━━ SELECTED EXTRACT ━━
Indeed, for Rennier, poetics is as indispensable to life as breathing and eating, although it makes no claim to being nearly as practical. “Beauty seems unnecessary,” Rennier writes. “When I tell people the Mass must be a poem, they comment that it’s a nice idea, but then default to arguing for more functional purposes for the Mass. They say it must move our emotions, be relevant, cause sociopolitical change.” But such arguments see majestic oak trees as lumber and a dance of moths as a reason to buy mothballs. Rennier writes, “Poetics is the art of living. For a Christian, it’s also the art of learning to live as a saint, an exploration of what it means to claim that God is remaking us through grace.” We are the poems God is making—and he makes us, or rather, remakes us through the liturgy.
Already, readers may have fairly surmised that The Forgotten Language is not so much about the theological and doctrinal issues involved in the liturgy (although Rennier does include some discussion of these things); rather, Rennier seeks to help us better understand how and why the liturgy reserves for itself a language, much the way poetry does, which offers not simply delight but the graces which will lead us to the ultimate delight—a deeper union with Christ. Rennier works out this thesis through a layering of voices—a polyphony—in both his style and the texture of his thought.
For lovers of poetry, the author includes among these voices a generous variety of versifiers—Gerard Manley Hopkins, Paul Claudel, Wallace Stevens, and T.S. Eliot, and some lesser-known poets, such as Kay Ryan and Wendell Berry (in addition to the usual gang of Christian apologists, including G.K. Chesterton and C.S. Lewis). The poets Rennier cites do not specifically speak to the Catholic liturgy, but they do offer some insights into how we are to approach the liturgy—with mind and heart, intellect and will, married together in the language of the Mass. For instance, American poet laureate Kay Ryan notes, “If we are not compelled to submit in some ways to a poem it cannot change us…. We’re converts here, or we’ve quit.” To which Rennier notes, likewise, “We must fully abandon ourselves to the Mass or better not participate at all.” If such a sentiment seems excessive, you are beginning to understand the urgent premium that Rennier places on the need for beauty in our lives.
On another level, too, Rennier’s layering of voices are different aspects of the author’s own voice: the personal, the professional (i.e., priestly), the scholarly, and the artistic. The author interweaves his own experiences as a married priest—he was ordained a priest in the Anglican Church before becoming Catholic, after which he was ordained a Catholic priest under the Pastoral Provision for former Anglican clergy authorized by Pope John Paul II in 1980—with his journey to conversion, quotidian moments in his Catholic priesthood, and poignant scenes from his homelife. These experiences stand as the basic narrative for the book, but Rennier is not offering a strictly linear autobiography. The anecdotes and insights from daily life often serve as steppingstones to his reflections on the liturgy as the ultimate poem which in turn serve as epiphanies which inform and shape his personal life.
━━━
━━ RAW DATA ━━
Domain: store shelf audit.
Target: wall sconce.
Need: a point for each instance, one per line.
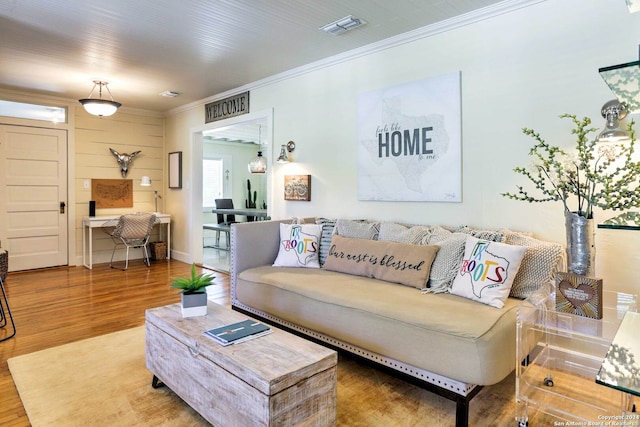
━━━
**DIRECTIVES**
- 1) Translate this sentence from the review of The Forgotten Language into Spanish: "Rennier works out this thesis through a layering of voices—a polyphony—in both his style and the texture of his thought."
- 2) According to the review of The Forgotten Language, in what year did Pope John Paul II authorize the Pastoral Provision for former Anglican clergy?

**EXERCISE RESPONSES**
- 1) Rennier desarrolla esta tesis mediante una superposición de voces —una polifonía— tanto en su estilo como en la textura de su pensamiento.

- 2) 1980